Exercise goal
Repeat every item below word for word, leaving out the pictures.

[Records contained in a dataset]
>>>
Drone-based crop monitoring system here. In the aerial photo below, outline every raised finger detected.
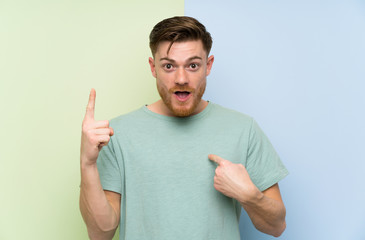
[208,154,224,165]
[91,120,109,128]
[93,128,112,136]
[85,88,96,120]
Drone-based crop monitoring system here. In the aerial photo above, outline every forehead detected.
[155,40,207,60]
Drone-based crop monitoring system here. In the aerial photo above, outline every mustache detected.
[169,86,195,93]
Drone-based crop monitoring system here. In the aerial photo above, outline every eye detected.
[189,63,199,70]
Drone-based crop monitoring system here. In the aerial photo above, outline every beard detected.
[157,79,207,117]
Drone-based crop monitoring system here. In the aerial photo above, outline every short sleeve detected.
[246,120,289,191]
[97,137,123,194]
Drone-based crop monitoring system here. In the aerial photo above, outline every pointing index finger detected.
[85,88,96,120]
[208,154,224,165]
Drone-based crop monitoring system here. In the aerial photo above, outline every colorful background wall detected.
[0,0,365,240]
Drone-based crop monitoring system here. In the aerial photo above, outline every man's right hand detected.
[80,89,114,165]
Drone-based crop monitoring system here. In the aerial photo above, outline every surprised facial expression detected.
[149,40,214,117]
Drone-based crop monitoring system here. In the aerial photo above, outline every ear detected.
[206,55,214,76]
[148,57,156,78]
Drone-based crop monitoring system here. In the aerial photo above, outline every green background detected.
[0,0,184,240]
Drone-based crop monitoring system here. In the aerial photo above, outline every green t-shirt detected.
[97,102,288,240]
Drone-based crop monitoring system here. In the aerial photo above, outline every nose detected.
[175,68,189,85]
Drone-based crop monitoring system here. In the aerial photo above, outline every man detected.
[80,17,287,239]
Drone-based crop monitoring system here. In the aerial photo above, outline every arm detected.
[240,184,286,237]
[80,89,121,240]
[209,155,286,237]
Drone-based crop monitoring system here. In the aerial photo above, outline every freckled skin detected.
[149,40,214,117]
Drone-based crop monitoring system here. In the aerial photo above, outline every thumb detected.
[208,154,225,165]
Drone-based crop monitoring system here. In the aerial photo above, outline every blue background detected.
[185,0,365,240]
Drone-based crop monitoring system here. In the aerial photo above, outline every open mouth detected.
[174,91,191,102]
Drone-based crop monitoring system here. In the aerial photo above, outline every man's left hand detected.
[208,154,262,203]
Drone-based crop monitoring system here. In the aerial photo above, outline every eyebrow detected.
[160,56,203,63]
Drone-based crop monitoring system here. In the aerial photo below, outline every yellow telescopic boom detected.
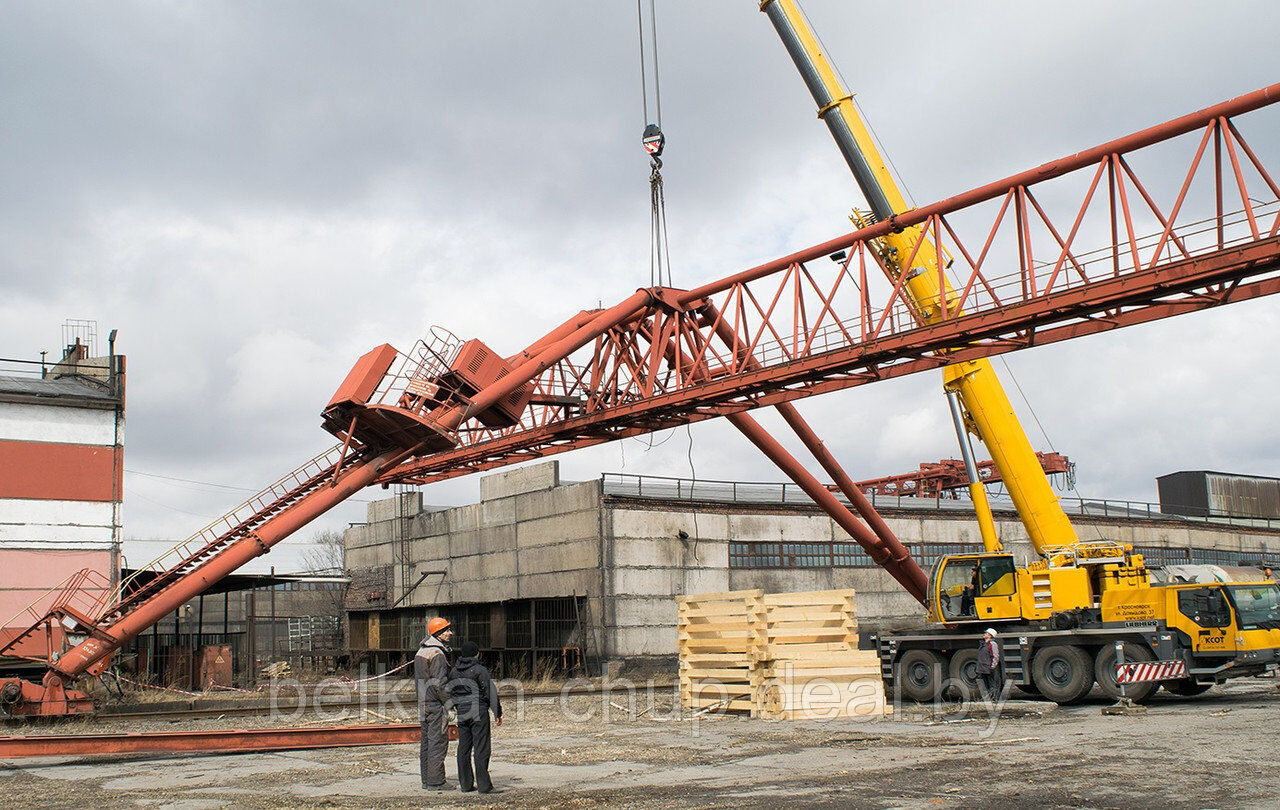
[760,0,1076,552]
<<<
Task result
Drone-based crop monitoring system here. In the aerial photo below, outline every raised finger detected.
[208,154,224,165]
[91,120,109,128]
[93,128,112,136]
[85,88,96,120]
Drone-based crop monitoring system here. In the aerial photo above, outline every forehead detected.
[155,40,207,60]
Drone-based crop monitoring system here. In the aerial photo above, outline every mustache detected.
[169,86,195,93]
Drone-based crop monitoring system here. In the aerial photo above, outline every eye detected.
[189,63,199,70]
Drone-based crop monitoring system here. In the aerial photo above, outline every beard detected.
[157,79,207,117]
Drone-based crop monitoring system here. In the aerial photo above, outline every short sleeve detected.
[246,120,289,191]
[97,137,123,194]
Drone-based crop monitoring system here. In the aerial photo above, outline every pointing index finger detected.
[85,88,96,120]
[208,154,224,165]
Drone-based crop monitoring system here. In the aerial photo above, outline every colorful background wall detected.
[0,0,365,240]
Drone-based crop monitoring system here. In the aerial photo above, outline every man's right hand detected.
[80,89,114,165]
Drone-based crop monitoring system here. In the aerial photo above, outline every surprised facial expression detected.
[149,40,214,117]
Drone-based crop monitoring system here. In the aerial photo above, outline every ear detected.
[206,55,214,76]
[148,57,156,78]
Drone-based crop monitoring system here. In the aerial photo above, outline every green background detected.
[0,0,184,240]
Drone-based crop monitoring system here. In the aerial photo above, outline every green t-shirt detected.
[97,102,288,240]
Drone-based crop monitoring system here. In the aerial photo above, outline every nose detected.
[175,68,189,85]
Drone-based crop monitoring system here. In the aerial photo above, outline every man detected.
[80,17,287,239]
Drone-based crop monitoring system here. In the aerial photo above, outline every arm detected.
[240,184,286,237]
[80,89,121,240]
[209,155,286,237]
Drone-based crop monitoring system here. In the aerial photo above, outline every freckled skin detected.
[149,40,214,117]
Drone-based crop monitoring system here. In the aerial photo above, outline every thumb detected.
[208,154,225,165]
Drone-based crop monitoring system here. In the aerial photo above, outline every blue background detected.
[185,0,365,240]
Drone-based crop monitoring system here. In the aerial photo above, outline every open mouth detected.
[174,91,191,102]
Drone-based crop monitoring system here. In the aerial photo above, outline every man's left hand detected.
[208,154,262,203]
Drone-based crop monitoring system here. In the aerial photo above, outline every eyebrow detected.
[160,56,203,63]
Drone-based crop monitoring system here. In the aerial photo below, outline every yellow telescopic boom detected.
[760,0,1076,552]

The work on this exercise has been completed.